Excerpted data:
# # # # # # #

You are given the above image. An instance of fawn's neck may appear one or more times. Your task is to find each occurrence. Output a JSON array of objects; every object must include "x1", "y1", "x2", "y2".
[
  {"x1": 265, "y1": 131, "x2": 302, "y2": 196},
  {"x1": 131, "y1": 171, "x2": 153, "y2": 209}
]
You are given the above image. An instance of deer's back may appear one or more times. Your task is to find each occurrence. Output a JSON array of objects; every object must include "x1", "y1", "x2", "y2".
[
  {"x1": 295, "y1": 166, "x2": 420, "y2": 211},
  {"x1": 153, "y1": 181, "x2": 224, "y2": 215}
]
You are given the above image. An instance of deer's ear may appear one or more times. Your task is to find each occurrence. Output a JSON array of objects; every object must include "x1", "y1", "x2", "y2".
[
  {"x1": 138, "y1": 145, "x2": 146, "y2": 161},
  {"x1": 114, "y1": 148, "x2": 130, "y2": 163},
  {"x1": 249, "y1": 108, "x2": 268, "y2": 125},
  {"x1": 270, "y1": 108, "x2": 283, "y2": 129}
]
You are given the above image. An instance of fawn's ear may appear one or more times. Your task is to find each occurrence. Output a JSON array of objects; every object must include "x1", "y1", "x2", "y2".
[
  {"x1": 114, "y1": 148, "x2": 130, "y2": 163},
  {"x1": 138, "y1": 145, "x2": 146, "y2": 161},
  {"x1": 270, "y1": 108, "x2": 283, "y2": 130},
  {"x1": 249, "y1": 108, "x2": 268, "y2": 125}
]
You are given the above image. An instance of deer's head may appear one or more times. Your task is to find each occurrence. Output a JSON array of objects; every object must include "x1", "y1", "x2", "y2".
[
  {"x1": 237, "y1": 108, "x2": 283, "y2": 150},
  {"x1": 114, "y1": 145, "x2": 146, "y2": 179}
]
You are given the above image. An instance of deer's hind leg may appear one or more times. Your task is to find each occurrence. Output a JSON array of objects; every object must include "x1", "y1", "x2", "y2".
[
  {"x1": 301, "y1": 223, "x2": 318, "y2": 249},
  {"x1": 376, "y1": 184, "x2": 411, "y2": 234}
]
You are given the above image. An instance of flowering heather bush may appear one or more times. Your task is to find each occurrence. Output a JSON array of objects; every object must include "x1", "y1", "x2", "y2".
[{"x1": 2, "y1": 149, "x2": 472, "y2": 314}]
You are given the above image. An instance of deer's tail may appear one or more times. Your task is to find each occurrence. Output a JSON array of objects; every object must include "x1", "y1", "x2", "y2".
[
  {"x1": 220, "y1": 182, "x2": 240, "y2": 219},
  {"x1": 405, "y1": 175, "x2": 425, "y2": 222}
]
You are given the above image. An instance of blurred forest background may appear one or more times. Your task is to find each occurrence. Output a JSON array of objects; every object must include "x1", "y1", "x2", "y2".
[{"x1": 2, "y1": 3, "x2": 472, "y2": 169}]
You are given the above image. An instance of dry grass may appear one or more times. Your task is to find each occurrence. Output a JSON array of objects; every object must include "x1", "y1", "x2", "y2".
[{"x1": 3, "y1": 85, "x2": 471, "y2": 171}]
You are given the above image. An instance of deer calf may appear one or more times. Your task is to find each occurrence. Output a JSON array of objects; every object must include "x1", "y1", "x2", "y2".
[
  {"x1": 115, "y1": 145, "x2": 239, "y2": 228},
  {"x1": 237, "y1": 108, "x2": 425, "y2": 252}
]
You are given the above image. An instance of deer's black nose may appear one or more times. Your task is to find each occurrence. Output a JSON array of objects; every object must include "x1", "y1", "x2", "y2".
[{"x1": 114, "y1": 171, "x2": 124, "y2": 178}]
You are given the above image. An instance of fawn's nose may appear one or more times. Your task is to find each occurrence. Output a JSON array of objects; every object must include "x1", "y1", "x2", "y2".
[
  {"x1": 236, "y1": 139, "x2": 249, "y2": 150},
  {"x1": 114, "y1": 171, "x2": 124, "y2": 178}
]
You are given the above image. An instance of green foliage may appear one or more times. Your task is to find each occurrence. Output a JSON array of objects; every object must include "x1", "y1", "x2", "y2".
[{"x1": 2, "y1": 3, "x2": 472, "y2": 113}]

# # # # # # #

Given exercise: How many lines of the material above contain the word "nose"? Give only the number.

Exercise answer: 2